◆ Texto:
UNA ANOMALÍA HISTÓRICA
Artículo
de Carlos Sánchez en “El
Confidencial” del 17 de abril de 2011
Por su interés y relevancia he
seleccionado el artículo que sigue para incluirlo en este sitio web.
España tiene por
delante el desafío de integrar a los partidos nacionalistas
Sostenía Ferdinad Lassalle -viejo socialista- que toda declaración política
comienza por decir la verdad. Pero de forma recurrente lo que está en juego no
es tanto la autenticidad de los hechos, sino nuestra incapacidad para
entenderlos. Y España tiene, en este sentido, una terrible historia. Ahora que
se evoca el 80 aniversario de la II República, conviene recordar que su fracaso
como forma
pacífica de convivencia tiene mucho que ver con errores históricos anteriores a 1931. En particular durante la Restauración, donde el país
fue incapaz de integrar en la vida pública a las nuevas clases emergentes
surgidas de la revolución industrial: los asalariados del medio urbano.
Esos errores explican en parte el nacimiento de
antagonismos radicales que desembocaron, como todo el mundo sabe y en un
contexto político internacional endiablado, en la guerra civil. Precisamente,
por la incapacidad de la sociedad española y de su clase política para encauzar
y articular los problemas.
Pese a lo celebrado de la frase, Marx se equivocó cuando dijo que la historia siempre se repite, primero como tragedia y luego como farsa. La historia nunca se repite. Ni siquiera como sainete. Pero sí ofrece una segunda
oportunidad. Y España tiene ahora por delante el desafío de integrar no ya a
los trabajadores en la vida pública -un objetivo logrado-, si no a los partidos
nacionalistas, convertidos por una ley electoral lamentable en árbitros del
sistema político. Probablemente el mayor error de la Transición fue no haber
creado una cámara territorial -el actual Senado es un engendro político- donde se dirimieran los asuntos autonómicos y, en
paralelo, haber diseñado un sistema electoral capaz de crear partidos bisagras
de ámbito estatal y no de corte nacionalista.

◆ Ejercicio 1: Enumera todos los periodos y acontecimientos históricos que menciona el artículo.
El artículo y el listado son materiales independientes entre sí.

◆ Entradas de datos:

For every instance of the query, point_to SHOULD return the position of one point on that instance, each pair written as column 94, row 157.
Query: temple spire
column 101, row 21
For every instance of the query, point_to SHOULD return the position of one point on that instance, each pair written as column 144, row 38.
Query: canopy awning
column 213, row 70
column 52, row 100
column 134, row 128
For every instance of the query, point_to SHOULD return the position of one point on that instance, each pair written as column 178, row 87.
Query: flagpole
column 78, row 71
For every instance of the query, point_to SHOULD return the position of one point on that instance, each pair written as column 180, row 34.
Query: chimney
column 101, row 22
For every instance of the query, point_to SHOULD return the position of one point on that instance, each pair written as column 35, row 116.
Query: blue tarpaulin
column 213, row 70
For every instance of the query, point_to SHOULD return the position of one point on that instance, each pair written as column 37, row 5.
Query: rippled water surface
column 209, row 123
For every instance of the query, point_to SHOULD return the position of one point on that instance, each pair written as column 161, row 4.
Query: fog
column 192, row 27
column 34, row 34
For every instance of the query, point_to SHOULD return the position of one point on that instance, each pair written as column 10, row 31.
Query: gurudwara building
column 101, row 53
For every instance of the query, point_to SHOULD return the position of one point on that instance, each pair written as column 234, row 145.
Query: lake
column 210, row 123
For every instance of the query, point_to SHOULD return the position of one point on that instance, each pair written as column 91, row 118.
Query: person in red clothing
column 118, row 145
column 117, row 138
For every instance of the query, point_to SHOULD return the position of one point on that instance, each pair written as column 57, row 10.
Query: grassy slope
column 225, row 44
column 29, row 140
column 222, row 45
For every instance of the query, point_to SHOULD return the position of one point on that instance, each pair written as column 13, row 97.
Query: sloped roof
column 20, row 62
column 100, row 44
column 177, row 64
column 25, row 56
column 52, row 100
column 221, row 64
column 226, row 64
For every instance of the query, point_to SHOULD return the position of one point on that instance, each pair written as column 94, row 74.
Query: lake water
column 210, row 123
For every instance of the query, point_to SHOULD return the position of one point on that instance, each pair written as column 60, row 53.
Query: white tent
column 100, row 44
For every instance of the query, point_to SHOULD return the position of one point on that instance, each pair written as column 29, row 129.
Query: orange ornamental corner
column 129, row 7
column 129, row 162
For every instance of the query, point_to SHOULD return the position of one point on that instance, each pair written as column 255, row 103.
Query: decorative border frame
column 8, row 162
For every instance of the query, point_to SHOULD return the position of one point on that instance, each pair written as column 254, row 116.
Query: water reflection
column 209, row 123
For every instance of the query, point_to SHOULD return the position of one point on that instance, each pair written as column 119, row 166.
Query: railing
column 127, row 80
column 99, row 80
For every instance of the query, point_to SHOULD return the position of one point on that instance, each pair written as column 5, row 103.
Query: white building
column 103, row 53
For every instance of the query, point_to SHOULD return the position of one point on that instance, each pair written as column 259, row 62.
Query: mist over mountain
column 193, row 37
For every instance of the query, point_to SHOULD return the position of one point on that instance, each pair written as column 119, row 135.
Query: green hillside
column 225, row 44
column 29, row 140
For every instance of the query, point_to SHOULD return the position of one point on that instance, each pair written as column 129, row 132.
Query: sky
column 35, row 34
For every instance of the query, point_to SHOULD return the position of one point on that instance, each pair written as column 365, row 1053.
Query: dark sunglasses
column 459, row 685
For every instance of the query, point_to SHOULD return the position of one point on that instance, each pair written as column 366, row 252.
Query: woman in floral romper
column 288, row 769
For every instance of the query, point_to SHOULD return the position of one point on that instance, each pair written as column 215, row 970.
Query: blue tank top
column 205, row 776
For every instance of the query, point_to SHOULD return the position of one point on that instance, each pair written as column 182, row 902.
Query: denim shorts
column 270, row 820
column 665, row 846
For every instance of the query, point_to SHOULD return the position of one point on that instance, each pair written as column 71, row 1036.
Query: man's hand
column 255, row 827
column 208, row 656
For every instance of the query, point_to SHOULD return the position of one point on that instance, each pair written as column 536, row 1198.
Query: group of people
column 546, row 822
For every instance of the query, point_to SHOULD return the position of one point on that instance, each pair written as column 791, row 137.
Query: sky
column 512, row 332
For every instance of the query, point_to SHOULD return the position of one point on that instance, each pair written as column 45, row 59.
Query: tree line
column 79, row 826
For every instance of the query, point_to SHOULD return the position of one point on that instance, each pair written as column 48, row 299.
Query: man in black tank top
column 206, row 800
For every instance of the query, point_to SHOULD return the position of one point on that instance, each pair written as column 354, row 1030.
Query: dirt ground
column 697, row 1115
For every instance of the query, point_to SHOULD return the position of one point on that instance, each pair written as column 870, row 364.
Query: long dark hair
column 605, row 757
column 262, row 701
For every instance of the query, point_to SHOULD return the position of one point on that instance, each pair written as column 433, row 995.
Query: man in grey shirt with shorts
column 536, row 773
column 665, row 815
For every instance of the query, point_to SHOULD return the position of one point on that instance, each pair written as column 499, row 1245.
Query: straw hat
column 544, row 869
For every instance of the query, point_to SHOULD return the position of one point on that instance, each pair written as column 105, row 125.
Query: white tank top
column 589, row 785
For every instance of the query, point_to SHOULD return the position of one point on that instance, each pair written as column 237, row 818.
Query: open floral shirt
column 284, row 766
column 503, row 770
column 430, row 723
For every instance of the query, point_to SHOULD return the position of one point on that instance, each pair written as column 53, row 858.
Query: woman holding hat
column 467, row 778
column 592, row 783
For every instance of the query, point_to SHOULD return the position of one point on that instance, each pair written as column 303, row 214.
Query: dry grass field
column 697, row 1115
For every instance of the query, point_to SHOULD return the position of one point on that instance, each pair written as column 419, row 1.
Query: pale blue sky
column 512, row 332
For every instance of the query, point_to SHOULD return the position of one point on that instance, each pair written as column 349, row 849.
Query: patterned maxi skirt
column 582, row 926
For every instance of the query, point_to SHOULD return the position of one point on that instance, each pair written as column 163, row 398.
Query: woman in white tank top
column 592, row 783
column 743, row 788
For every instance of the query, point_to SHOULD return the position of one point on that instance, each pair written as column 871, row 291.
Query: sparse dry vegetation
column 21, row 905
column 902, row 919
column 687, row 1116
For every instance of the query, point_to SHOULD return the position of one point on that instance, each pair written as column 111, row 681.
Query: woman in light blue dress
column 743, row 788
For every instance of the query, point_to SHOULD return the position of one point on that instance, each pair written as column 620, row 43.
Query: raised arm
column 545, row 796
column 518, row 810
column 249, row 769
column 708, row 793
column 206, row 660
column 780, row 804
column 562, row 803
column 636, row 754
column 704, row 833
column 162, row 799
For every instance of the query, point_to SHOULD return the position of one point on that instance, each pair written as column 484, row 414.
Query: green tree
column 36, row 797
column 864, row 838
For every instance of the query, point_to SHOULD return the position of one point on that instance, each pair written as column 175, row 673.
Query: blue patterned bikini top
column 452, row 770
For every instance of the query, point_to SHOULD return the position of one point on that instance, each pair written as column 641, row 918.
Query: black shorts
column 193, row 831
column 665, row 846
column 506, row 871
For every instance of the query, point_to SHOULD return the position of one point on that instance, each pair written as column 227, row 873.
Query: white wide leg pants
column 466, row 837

◆ Ejercicio 2: Presenta como tabla Markdown, con las columnas «Núm» y «Contenido», el tramo del listado que va desde la línea que contiene "10, row 31." hasta la que contiene "column 8, row 162", ambas incluidas. Numera cada fila y omite las líneas en blanco.

◆ Solución desarrollada 1:
- la II República
- la Restauración
- la revolución industrial
- la guerra civil
- la Transición

◆ Solución desarrollada 2:
| Núm | Contenido |
|---|---|
| 1 | For every instance of the query, point_to SHOULD return the position of one point on that instance, each pair written as column 10, row 31. |
| 2 | Query: gurudwara building |
| 3 | column 101, row 53 |
| 4 | For every instance of the query, point_to SHOULD return the position of one point on that instance, each pair written as column 234, row 145. |
| 5 | Query: lake |
| 6 | column 210, row 123 |
| 7 | For every instance of the query, point_to SHOULD return the position of one point on that instance, each pair written as column 91, row 118. |
| 8 | Query: person in red clothing |
| 9 | column 118, row 145 |
| 10 | column 117, row 138 |
| 11 | For every instance of the query, point_to SHOULD return the position of one point on that instance, each pair written as column 57, row 10. |
| 12 | Query: grassy slope |
| 13 | column 225, row 44 |
| 14 | column 29, row 140 |
| 15 | column 222, row 45 |
| 16 | For every instance of the query, point_to SHOULD return the position of one point on that instance, each pair written as column 13, row 97. |
| 17 | Query: sloped roof |
| 18 | column 20, row 62 |
| 19 | column 100, row 44 |
| 20 | column 177, row 64 |
| 21 | column 25, row 56 |
| 22 | column 52, row 100 |
| 23 | column 221, row 64 |
| 24 | column 226, row 64 |
| 25 | For every instance of the query, point_to SHOULD return the position of one point on that instance, each pair written as column 94, row 74. |
| 26 | Query: lake water |
| 27 | column 210, row 123 |
| 28 | For every instance of the query, point_to SHOULD return the position of one point on that instance, each pair written as column 60, row 53. |
| 29 | Query: white tent |
| 30 | column 100, row 44 |
| 31 | For every instance of the query, point_to SHOULD return the position of one point on that instance, each pair written as column 29, row 129. |
| 32 | Query: orange ornamental corner |
| 33 | column 129, row 7 |
| 34 | column 129, row 162 |
| 35 | For every instance of the query, point_to SHOULD return the position of one point on that instance, each pair written as column 255, row 103. |
| 36 | Query: decorative border frame |
| 37 | column 8, row 162 |